SHORT PROBLEM: Rewrite the entries below, replacing "field log" with "inspection sheet" and leaving everything else unchanged. Omit the pictures from your output.

RECORDS SHOWN:
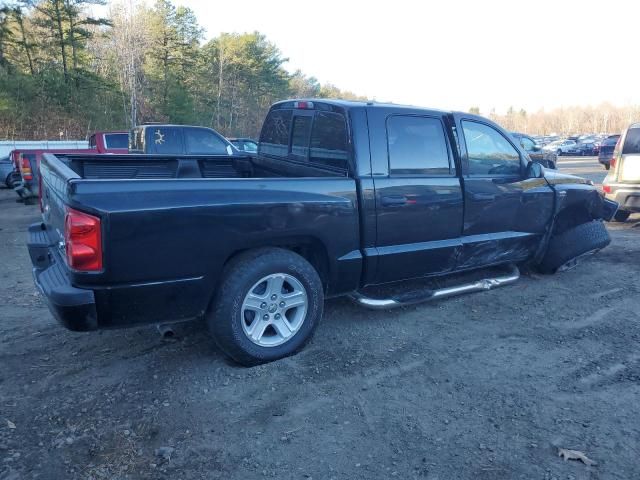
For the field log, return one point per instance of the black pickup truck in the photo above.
(341, 196)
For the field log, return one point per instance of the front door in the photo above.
(419, 201)
(505, 213)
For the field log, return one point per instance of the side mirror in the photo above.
(535, 170)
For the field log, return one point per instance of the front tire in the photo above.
(566, 249)
(267, 306)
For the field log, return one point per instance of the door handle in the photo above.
(483, 196)
(393, 200)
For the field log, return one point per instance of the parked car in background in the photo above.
(8, 173)
(110, 142)
(622, 183)
(341, 195)
(584, 148)
(606, 150)
(245, 144)
(179, 140)
(28, 165)
(560, 147)
(535, 151)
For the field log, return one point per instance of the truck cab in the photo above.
(168, 139)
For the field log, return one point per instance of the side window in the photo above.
(201, 141)
(329, 140)
(274, 139)
(632, 141)
(489, 151)
(116, 140)
(300, 135)
(166, 140)
(417, 146)
(527, 144)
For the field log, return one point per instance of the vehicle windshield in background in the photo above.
(116, 140)
(632, 142)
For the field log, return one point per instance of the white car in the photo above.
(560, 147)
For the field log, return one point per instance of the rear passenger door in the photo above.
(505, 213)
(419, 203)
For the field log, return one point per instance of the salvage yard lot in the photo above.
(483, 386)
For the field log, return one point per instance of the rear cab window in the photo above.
(114, 140)
(165, 140)
(417, 146)
(632, 142)
(315, 137)
(201, 141)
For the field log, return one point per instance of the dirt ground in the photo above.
(485, 386)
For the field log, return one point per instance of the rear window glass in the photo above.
(329, 140)
(274, 139)
(300, 135)
(116, 140)
(166, 140)
(632, 141)
(201, 141)
(417, 146)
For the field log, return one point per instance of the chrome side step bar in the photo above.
(477, 286)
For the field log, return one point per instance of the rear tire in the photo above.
(260, 286)
(621, 216)
(566, 249)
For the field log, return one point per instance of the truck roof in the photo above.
(358, 103)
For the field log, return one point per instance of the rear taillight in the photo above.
(83, 242)
(25, 168)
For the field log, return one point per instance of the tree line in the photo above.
(65, 73)
(603, 118)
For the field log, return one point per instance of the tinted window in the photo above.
(201, 141)
(249, 146)
(329, 140)
(632, 141)
(274, 139)
(166, 140)
(527, 144)
(116, 140)
(300, 135)
(489, 152)
(417, 146)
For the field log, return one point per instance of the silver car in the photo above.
(622, 184)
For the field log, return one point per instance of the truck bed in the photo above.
(169, 225)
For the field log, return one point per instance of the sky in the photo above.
(451, 54)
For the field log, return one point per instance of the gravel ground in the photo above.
(485, 386)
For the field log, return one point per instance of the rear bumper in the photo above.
(75, 308)
(627, 196)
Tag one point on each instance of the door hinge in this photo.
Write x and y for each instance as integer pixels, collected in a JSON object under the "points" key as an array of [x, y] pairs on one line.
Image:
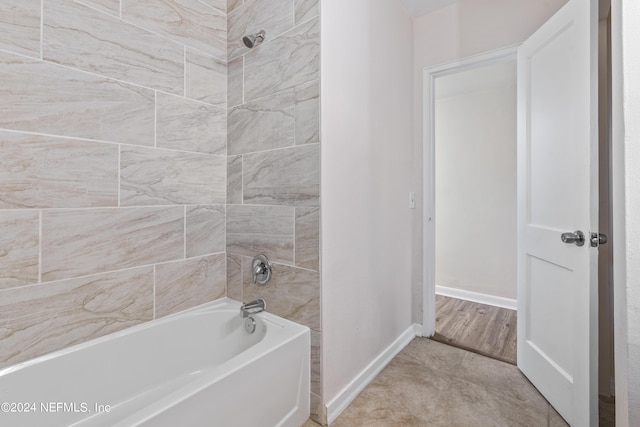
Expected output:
{"points": [[598, 239]]}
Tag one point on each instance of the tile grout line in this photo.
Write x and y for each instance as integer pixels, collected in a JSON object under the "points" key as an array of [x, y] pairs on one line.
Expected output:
{"points": [[154, 291], [41, 213], [157, 34], [155, 119], [102, 141], [311, 144], [41, 29], [120, 270], [119, 173]]}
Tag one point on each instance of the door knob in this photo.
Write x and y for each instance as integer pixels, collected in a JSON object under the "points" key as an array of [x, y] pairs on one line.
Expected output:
{"points": [[576, 238]]}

THE ANSWER:
For the inspection sheet, return one point per instance of the black pickup truck in the photo above.
(341, 196)
For the inspection sheet, return one point per instance of the front door in the photo above.
(419, 201)
(505, 213)
For the inspection sheet, return one point per instance of the side mirror in the photo above.
(535, 170)
For the inspection sheet, return one point per instance of the front tire in the photo above.
(566, 249)
(267, 306)
For the inspection sheet, return one point per instance of the door handle in the photo above.
(483, 196)
(393, 200)
For the inspection sheet, return one point per instance of the parked car in background in the photo above.
(8, 173)
(110, 142)
(622, 183)
(341, 195)
(584, 148)
(606, 150)
(245, 144)
(179, 140)
(28, 165)
(560, 147)
(535, 151)
For the inspection sheet, return one point per instance of the truck cab in the photo above.
(168, 139)
For the inspection sheet, return one point per instance of the side window in the photo above.
(201, 141)
(329, 140)
(274, 139)
(632, 141)
(489, 151)
(116, 140)
(300, 135)
(166, 140)
(417, 146)
(527, 144)
For the inspection sheet, return one point per instance of the vehicle windshield in background in the photo above.
(116, 140)
(632, 142)
For the inspection sheet, return one point per instance of the white car in the photo above.
(560, 147)
For the inspection sheet, return one point per instance of the rear passenger door in the photo above.
(505, 213)
(419, 203)
For the inspection sheet, return one point per instance of the salvage yard lot in the photo above.
(483, 386)
For the inspection sheet, return one point per instance of the rear cab window in the photo above.
(114, 140)
(165, 140)
(417, 146)
(632, 142)
(315, 137)
(201, 141)
For the inspection sheet, return one point per instance of the dirt ground in the photo above.
(485, 386)
For the inspection sheet, return one point per instance of the rear window glass in the photo above.
(329, 140)
(274, 139)
(300, 135)
(116, 140)
(166, 140)
(632, 141)
(201, 141)
(417, 146)
For the inspection sheet, return one point per instance of the chrome side step bar in the photo above.
(477, 286)
For the inspection sheet, return one point per instance of the rear tire in the photo above.
(260, 286)
(621, 216)
(566, 249)
For the inspection sheet, return one point per instance of the truck roof in the photo above.
(358, 103)
For the inspection sheet, return one point per instance of the rear taillight in the photo above.
(83, 242)
(25, 168)
For the inspection sheet, return one point per instance of the tree line in the photo above.
(65, 73)
(603, 118)
For the inspection sheet, return one point per instance of the tinted window in the photo above.
(201, 141)
(249, 146)
(329, 140)
(632, 141)
(274, 139)
(166, 140)
(527, 144)
(116, 140)
(300, 135)
(489, 152)
(417, 146)
For the inspection sheet, return one point per instance of the silver car in the photo above.
(622, 184)
For the inspection sheet, return one point per instance of the truck bed in the photo above.
(169, 225)
For the inspection sheet, return one point per instance of the sky in the photo above.
(451, 54)
For the inspection sheet, return one point per instance of the gravel ground in the photo above.
(485, 386)
For the inspection sheet, return one point per instance of the rear bumper in the photo above.
(75, 308)
(627, 196)
Tag one point on each instance of the door hinge in this photo.
Write x and y for each instance as integer pixels, collected in a JSON object under the "points" key as an array of [x, y] pairs on one line.
Image:
Expected output:
{"points": [[598, 239]]}
Tag one point on each instance of the tile grout line in this photo.
Write x and y for each instance as integer pixels, collected in a JSON object under the "points" key as an array of [x, y] pairs on one line.
Expected output:
{"points": [[154, 291], [41, 213], [157, 34], [155, 119], [102, 141], [311, 144], [41, 29], [120, 270], [119, 173]]}
Tag one point on each instance of the door knob in this photo.
Write x and y for each instance as integer pixels, collected in a JSON object under the "points" key as an array of [x, y] pairs on one line.
Expected output:
{"points": [[576, 238]]}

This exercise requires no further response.